Reproduce the material below, swapping each "snug" for "tight" and leaving every other word unchanged.

○ ○ ○

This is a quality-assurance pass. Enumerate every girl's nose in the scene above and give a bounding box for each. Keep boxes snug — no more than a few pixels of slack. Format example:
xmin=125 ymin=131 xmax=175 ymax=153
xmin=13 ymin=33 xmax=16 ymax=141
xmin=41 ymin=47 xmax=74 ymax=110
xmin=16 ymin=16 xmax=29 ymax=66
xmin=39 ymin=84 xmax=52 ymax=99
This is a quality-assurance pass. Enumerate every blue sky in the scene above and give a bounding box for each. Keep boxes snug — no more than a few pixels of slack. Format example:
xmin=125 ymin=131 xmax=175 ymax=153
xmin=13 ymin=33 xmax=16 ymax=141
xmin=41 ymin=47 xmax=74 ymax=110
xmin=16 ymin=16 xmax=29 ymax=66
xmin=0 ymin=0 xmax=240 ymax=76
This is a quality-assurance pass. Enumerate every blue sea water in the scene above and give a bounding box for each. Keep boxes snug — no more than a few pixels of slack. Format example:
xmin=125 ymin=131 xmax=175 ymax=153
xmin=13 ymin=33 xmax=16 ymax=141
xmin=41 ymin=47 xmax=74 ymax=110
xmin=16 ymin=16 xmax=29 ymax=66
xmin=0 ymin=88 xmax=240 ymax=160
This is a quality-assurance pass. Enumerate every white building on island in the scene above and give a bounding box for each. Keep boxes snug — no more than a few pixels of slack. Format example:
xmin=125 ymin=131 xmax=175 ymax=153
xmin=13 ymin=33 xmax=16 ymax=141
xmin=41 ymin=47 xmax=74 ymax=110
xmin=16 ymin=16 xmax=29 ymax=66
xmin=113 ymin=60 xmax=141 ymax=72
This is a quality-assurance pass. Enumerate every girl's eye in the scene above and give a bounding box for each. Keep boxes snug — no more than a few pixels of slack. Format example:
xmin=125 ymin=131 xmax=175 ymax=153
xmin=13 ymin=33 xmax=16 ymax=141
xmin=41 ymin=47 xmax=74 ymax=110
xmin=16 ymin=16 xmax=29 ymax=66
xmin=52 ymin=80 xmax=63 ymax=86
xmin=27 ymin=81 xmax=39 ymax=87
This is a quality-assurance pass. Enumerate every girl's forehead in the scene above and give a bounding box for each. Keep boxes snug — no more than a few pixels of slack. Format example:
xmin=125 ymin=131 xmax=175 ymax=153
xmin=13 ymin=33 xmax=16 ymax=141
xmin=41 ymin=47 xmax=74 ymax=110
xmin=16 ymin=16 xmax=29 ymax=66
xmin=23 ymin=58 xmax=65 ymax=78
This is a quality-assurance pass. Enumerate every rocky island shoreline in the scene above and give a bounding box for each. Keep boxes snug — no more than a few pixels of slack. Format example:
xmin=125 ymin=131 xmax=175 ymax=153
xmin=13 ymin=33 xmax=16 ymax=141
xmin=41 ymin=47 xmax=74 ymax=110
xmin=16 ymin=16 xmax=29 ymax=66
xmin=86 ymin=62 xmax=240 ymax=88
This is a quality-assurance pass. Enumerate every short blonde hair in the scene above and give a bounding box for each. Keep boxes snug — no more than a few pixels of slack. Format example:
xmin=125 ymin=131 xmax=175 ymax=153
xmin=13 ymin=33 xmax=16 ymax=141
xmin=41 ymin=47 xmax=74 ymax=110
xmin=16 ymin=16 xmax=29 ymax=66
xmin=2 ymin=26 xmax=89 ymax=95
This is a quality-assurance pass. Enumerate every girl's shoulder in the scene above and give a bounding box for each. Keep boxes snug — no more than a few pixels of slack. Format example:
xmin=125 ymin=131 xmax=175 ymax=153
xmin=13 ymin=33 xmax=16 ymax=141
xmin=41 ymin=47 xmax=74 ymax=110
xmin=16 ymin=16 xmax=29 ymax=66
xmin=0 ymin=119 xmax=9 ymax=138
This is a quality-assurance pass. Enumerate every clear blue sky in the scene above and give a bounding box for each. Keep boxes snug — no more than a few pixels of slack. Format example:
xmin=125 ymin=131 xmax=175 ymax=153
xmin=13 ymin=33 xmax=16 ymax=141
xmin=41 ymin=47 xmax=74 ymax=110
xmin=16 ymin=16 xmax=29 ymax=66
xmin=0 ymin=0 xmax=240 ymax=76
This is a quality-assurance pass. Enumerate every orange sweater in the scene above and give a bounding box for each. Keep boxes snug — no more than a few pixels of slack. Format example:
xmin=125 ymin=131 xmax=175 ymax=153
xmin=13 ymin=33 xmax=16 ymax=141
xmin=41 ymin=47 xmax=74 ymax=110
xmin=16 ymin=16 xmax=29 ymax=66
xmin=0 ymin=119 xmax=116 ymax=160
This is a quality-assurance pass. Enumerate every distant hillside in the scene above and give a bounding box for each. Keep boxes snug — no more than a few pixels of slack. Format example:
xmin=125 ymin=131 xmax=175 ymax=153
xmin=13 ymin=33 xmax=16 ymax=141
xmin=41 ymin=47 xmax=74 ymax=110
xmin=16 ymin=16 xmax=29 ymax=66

○ ○ ○

- _Correct answer_:
This is a quality-assurance pass. Enumerate every girl's nose in the scene above and give a bounding box for each. Keep boxes tight — no more than a few pixels of slack. Format example:
xmin=125 ymin=131 xmax=175 ymax=153
xmin=13 ymin=33 xmax=16 ymax=141
xmin=41 ymin=47 xmax=74 ymax=110
xmin=16 ymin=16 xmax=29 ymax=66
xmin=39 ymin=84 xmax=52 ymax=99
This is a quality-assurance pass. Enumerate every blue sky in the scene above and give a bounding box for each. Keep boxes tight — no more than a few pixels of slack. Format example:
xmin=125 ymin=131 xmax=175 ymax=153
xmin=13 ymin=33 xmax=16 ymax=141
xmin=41 ymin=47 xmax=74 ymax=110
xmin=16 ymin=16 xmax=29 ymax=66
xmin=0 ymin=0 xmax=240 ymax=76
This is a quality-assurance pass. Enumerate every blue sea water in the scene above and give a bounding box for each. Keep boxes tight — no more than a few pixels of slack. Format example:
xmin=125 ymin=131 xmax=175 ymax=153
xmin=13 ymin=33 xmax=16 ymax=141
xmin=41 ymin=47 xmax=74 ymax=110
xmin=16 ymin=16 xmax=29 ymax=66
xmin=0 ymin=88 xmax=240 ymax=160
This is a quality-assurance pass. Enumerate every white building on island in the scene above and give a bounding box for each. Keep boxes tight — no more than a few pixels of slack. Format example:
xmin=125 ymin=131 xmax=175 ymax=153
xmin=13 ymin=33 xmax=16 ymax=141
xmin=41 ymin=47 xmax=74 ymax=110
xmin=16 ymin=16 xmax=29 ymax=66
xmin=113 ymin=60 xmax=141 ymax=72
This is a quality-assurance pass. Enumerate every girl's eye in the scene above and give a bounding box for each. Keep boxes tight — no more than a few pixels of slack. Format example:
xmin=125 ymin=131 xmax=175 ymax=153
xmin=13 ymin=33 xmax=16 ymax=141
xmin=41 ymin=47 xmax=74 ymax=110
xmin=16 ymin=16 xmax=29 ymax=66
xmin=52 ymin=80 xmax=63 ymax=86
xmin=27 ymin=81 xmax=39 ymax=87
This is a quality-assurance pass. Enumerate every girl's forehead in the scene above and give a bounding box for each. Keep boxes tight — no more than a few pixels of slack. Format example:
xmin=125 ymin=131 xmax=175 ymax=153
xmin=13 ymin=33 xmax=16 ymax=141
xmin=41 ymin=47 xmax=74 ymax=110
xmin=16 ymin=16 xmax=29 ymax=66
xmin=23 ymin=58 xmax=65 ymax=78
This is a quality-assurance pass. Enumerate every rocky island shoreline in the scene above and give a bounding box for each. Keep boxes tight — no more than a few pixels of slack. Format example:
xmin=125 ymin=131 xmax=175 ymax=153
xmin=13 ymin=33 xmax=16 ymax=141
xmin=41 ymin=47 xmax=74 ymax=110
xmin=16 ymin=16 xmax=29 ymax=66
xmin=86 ymin=62 xmax=240 ymax=88
This is a quality-assurance pass. Enumerate every short blonde hair in the scene above and give a bounding box for each. Keep boxes tight — no more than a few pixels of slack. Format example:
xmin=125 ymin=131 xmax=175 ymax=153
xmin=13 ymin=33 xmax=16 ymax=141
xmin=41 ymin=47 xmax=74 ymax=110
xmin=16 ymin=16 xmax=29 ymax=66
xmin=2 ymin=26 xmax=89 ymax=95
This is a quality-assurance pass. Enumerate every girl's shoulder in the scene above and give a bounding box for each. Keep boxes tight — no more than a few pixels of slack. Format example:
xmin=125 ymin=131 xmax=175 ymax=153
xmin=13 ymin=33 xmax=16 ymax=141
xmin=41 ymin=47 xmax=74 ymax=110
xmin=16 ymin=16 xmax=29 ymax=66
xmin=0 ymin=119 xmax=9 ymax=138
This is a quality-assurance pass. Enumerate every clear blue sky in the scene above and give a bounding box for each. Keep boxes tight — no more than a few pixels of slack. Format example:
xmin=125 ymin=131 xmax=175 ymax=153
xmin=13 ymin=33 xmax=16 ymax=141
xmin=41 ymin=47 xmax=74 ymax=110
xmin=16 ymin=16 xmax=29 ymax=66
xmin=0 ymin=0 xmax=240 ymax=76
This is a quality-assurance pass. Enumerate every orange sweater in the scene above and give a bounding box for each. Keep boxes tight — no more than a few pixels of slack. Format example:
xmin=125 ymin=131 xmax=175 ymax=153
xmin=13 ymin=33 xmax=16 ymax=141
xmin=41 ymin=47 xmax=74 ymax=110
xmin=16 ymin=16 xmax=29 ymax=66
xmin=0 ymin=119 xmax=116 ymax=160
This is a quality-assurance pass. Enumerate every distant hillside in the scene above and give a bounding box for each. Keep boxes tight — no more than a few pixels of slack. Format example:
xmin=125 ymin=131 xmax=175 ymax=153
xmin=13 ymin=33 xmax=16 ymax=141
xmin=41 ymin=47 xmax=74 ymax=110
xmin=16 ymin=16 xmax=29 ymax=66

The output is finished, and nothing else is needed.